Photo object pointing entries:
==*==
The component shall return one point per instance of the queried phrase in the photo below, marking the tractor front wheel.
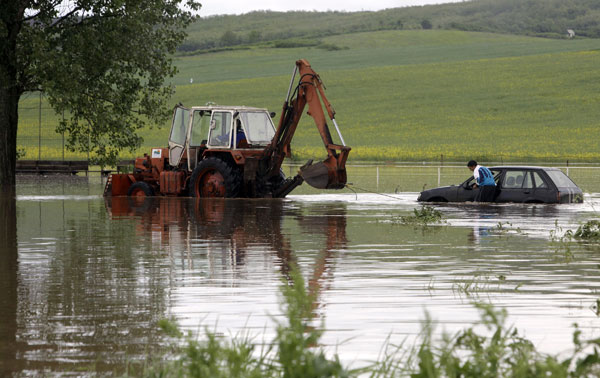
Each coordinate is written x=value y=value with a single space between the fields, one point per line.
x=214 y=177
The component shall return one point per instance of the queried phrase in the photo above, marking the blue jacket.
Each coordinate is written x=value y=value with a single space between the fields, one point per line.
x=486 y=178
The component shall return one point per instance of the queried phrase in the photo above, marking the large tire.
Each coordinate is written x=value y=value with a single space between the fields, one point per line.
x=214 y=177
x=140 y=189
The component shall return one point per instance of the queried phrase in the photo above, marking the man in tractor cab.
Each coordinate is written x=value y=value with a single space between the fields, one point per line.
x=240 y=136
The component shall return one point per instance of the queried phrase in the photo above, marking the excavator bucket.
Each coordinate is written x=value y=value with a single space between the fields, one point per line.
x=328 y=174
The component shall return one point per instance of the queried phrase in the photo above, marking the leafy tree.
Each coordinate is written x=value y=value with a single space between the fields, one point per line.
x=103 y=62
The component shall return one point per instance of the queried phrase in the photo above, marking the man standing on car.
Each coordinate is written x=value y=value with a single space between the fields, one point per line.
x=484 y=179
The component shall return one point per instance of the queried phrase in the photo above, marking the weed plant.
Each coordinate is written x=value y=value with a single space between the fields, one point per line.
x=424 y=216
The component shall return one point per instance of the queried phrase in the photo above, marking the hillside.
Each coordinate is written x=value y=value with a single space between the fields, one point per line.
x=410 y=95
x=545 y=18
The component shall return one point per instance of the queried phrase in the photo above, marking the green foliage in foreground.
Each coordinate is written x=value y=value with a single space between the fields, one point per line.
x=497 y=352
x=424 y=216
x=589 y=231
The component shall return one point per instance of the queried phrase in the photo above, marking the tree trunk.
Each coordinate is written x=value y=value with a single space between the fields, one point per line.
x=9 y=118
x=11 y=89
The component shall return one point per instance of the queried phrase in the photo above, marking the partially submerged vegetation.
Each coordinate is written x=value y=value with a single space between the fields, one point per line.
x=496 y=350
x=426 y=215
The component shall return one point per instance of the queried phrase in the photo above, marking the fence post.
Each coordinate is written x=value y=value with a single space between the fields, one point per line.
x=40 y=129
x=63 y=137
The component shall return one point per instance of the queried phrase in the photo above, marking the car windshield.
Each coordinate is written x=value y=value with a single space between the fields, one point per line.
x=471 y=180
x=560 y=179
x=259 y=127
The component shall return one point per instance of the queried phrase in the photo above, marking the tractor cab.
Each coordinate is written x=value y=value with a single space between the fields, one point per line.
x=217 y=128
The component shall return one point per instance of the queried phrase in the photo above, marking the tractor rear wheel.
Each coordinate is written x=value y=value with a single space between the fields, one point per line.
x=214 y=177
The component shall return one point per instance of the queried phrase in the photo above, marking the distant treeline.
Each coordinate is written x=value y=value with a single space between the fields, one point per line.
x=543 y=18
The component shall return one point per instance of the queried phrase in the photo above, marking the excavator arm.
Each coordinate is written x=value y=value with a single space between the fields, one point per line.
x=331 y=172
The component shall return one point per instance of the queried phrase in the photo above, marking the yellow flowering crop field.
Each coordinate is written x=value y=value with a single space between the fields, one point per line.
x=404 y=96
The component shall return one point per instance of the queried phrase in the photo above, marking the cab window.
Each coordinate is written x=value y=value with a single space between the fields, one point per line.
x=179 y=127
x=200 y=127
x=220 y=127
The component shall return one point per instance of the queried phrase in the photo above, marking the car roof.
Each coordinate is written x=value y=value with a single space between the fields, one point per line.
x=530 y=167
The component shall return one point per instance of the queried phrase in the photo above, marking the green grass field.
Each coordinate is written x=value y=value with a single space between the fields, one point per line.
x=408 y=96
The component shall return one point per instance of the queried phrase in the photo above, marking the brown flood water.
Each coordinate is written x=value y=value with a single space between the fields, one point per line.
x=84 y=281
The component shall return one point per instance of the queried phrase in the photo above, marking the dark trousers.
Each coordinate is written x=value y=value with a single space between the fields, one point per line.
x=486 y=194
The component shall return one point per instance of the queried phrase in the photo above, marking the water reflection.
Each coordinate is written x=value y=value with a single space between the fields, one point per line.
x=231 y=230
x=85 y=280
x=8 y=282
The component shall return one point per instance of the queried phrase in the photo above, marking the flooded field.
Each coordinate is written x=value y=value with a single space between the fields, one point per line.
x=84 y=280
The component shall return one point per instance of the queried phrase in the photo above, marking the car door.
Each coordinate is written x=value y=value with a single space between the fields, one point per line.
x=465 y=191
x=544 y=191
x=516 y=185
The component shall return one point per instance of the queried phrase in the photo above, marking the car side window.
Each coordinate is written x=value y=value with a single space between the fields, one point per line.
x=540 y=183
x=527 y=181
x=515 y=179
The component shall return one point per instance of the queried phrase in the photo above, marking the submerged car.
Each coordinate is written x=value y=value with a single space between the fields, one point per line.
x=514 y=184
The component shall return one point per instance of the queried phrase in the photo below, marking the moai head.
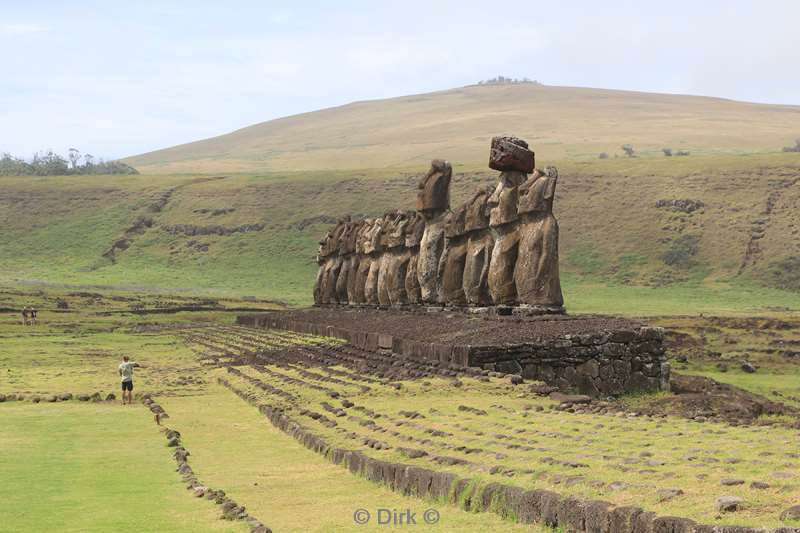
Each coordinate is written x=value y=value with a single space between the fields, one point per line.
x=434 y=187
x=511 y=154
x=364 y=236
x=374 y=237
x=536 y=194
x=503 y=201
x=414 y=229
x=477 y=216
x=454 y=223
x=352 y=236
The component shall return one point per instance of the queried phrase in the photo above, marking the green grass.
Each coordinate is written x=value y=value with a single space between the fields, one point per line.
x=613 y=239
x=93 y=468
x=679 y=446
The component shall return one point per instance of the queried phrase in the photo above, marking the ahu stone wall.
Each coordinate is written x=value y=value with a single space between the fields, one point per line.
x=607 y=363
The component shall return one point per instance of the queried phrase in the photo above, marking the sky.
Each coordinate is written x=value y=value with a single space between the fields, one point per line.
x=118 y=78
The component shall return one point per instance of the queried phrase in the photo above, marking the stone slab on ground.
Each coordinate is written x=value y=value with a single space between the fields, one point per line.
x=593 y=355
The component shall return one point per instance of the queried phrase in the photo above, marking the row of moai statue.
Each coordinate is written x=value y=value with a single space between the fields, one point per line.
x=500 y=248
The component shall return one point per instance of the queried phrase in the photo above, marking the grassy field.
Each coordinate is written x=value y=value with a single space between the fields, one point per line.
x=516 y=438
x=92 y=468
x=256 y=234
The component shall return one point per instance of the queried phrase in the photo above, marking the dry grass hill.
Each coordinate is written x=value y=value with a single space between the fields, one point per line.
x=241 y=214
x=560 y=122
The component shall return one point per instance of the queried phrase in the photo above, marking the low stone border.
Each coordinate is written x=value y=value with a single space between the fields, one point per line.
x=61 y=397
x=230 y=509
x=531 y=506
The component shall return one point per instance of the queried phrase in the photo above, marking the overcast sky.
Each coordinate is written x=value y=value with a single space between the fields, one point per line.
x=118 y=78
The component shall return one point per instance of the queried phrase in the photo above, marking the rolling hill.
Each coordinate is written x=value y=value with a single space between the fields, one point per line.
x=241 y=214
x=560 y=122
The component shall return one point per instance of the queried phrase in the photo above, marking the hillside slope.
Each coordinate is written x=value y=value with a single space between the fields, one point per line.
x=561 y=123
x=635 y=233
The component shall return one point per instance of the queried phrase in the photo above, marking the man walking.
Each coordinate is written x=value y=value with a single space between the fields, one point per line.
x=126 y=375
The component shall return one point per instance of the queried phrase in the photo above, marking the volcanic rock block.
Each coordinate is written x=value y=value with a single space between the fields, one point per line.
x=430 y=251
x=397 y=275
x=451 y=264
x=510 y=153
x=476 y=267
x=434 y=187
x=500 y=279
x=384 y=266
x=413 y=294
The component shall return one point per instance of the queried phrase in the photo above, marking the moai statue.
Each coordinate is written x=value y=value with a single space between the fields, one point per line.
x=433 y=200
x=454 y=256
x=514 y=160
x=536 y=275
x=414 y=232
x=345 y=252
x=398 y=263
x=374 y=249
x=479 y=249
x=355 y=262
x=364 y=263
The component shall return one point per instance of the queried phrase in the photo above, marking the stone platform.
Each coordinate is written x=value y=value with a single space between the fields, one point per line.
x=594 y=355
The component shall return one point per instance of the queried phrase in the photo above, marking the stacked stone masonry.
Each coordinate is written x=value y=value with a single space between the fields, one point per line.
x=606 y=363
x=526 y=506
x=500 y=248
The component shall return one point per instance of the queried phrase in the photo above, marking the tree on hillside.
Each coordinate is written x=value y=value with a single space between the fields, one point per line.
x=795 y=148
x=628 y=149
x=74 y=156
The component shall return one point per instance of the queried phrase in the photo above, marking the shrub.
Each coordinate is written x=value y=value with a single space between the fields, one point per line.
x=681 y=251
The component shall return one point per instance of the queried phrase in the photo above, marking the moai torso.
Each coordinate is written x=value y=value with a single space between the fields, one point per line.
x=416 y=229
x=537 y=275
x=433 y=199
x=364 y=261
x=502 y=220
x=479 y=249
x=375 y=250
x=391 y=237
x=451 y=264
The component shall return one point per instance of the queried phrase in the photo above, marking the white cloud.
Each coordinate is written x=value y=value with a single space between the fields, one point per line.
x=21 y=29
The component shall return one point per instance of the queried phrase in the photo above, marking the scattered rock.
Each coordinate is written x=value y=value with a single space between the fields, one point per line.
x=792 y=513
x=729 y=504
x=664 y=495
x=748 y=367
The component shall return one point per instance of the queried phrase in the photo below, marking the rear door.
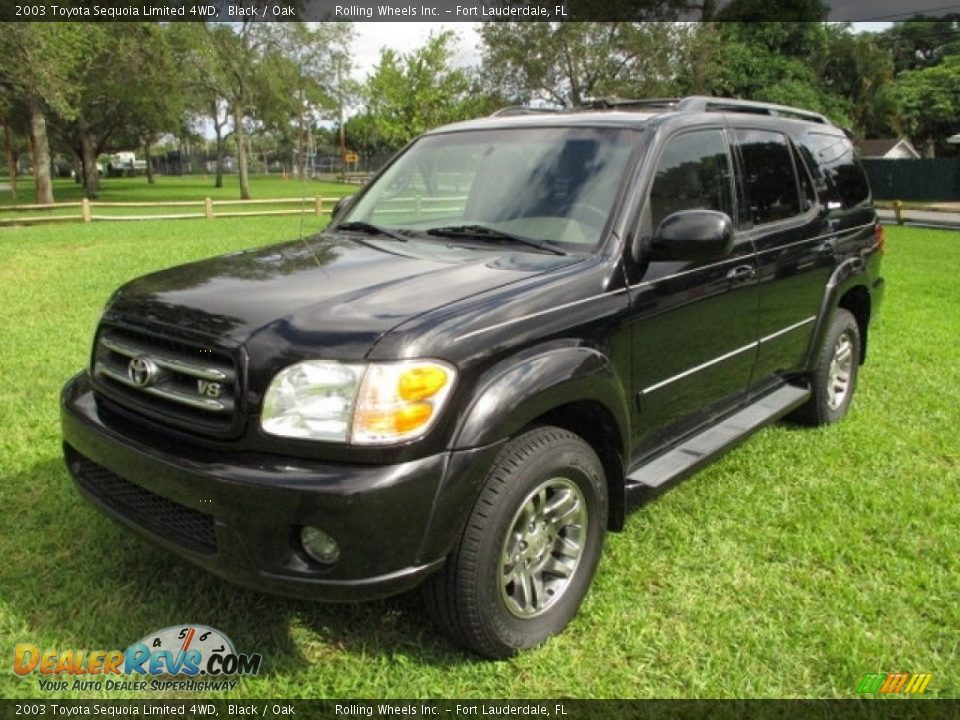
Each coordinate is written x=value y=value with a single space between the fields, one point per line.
x=795 y=254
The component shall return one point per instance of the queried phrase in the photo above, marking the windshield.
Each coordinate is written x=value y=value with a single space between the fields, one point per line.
x=553 y=186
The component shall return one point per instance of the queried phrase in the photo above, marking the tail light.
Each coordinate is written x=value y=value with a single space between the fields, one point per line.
x=881 y=238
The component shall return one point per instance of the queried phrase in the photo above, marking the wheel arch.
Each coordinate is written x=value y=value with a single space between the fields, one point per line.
x=568 y=386
x=856 y=300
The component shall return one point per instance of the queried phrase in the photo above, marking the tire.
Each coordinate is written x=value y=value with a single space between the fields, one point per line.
x=834 y=377
x=529 y=549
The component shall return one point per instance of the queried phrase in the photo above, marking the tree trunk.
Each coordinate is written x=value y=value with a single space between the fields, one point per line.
x=218 y=182
x=241 y=155
x=218 y=130
x=77 y=162
x=41 y=154
x=11 y=160
x=146 y=153
x=301 y=150
x=88 y=152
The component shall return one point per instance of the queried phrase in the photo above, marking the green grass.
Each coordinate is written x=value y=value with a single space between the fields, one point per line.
x=172 y=188
x=799 y=562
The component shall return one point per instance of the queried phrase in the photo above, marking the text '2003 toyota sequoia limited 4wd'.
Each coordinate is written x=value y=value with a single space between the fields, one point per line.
x=520 y=326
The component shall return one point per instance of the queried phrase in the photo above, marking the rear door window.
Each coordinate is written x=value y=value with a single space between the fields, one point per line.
x=769 y=176
x=841 y=177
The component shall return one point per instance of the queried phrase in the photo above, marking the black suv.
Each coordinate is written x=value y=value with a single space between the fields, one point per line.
x=521 y=326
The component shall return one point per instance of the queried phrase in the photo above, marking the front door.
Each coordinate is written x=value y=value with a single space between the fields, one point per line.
x=694 y=324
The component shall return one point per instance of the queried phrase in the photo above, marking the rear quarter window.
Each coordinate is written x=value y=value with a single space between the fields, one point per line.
==*==
Task:
Write out the entries from the line with "slab on ground." up to and including the line with "x=593 y=355", changing "stone slab" to "flat rock" and leaving everything else as it is.

Response to this task:
The component shall return one point per instance of the queried phrase in the photo above, marking the flat rock on ground.
Each coordinate is written x=value y=value with a single space between the fields, one point per line.
x=593 y=355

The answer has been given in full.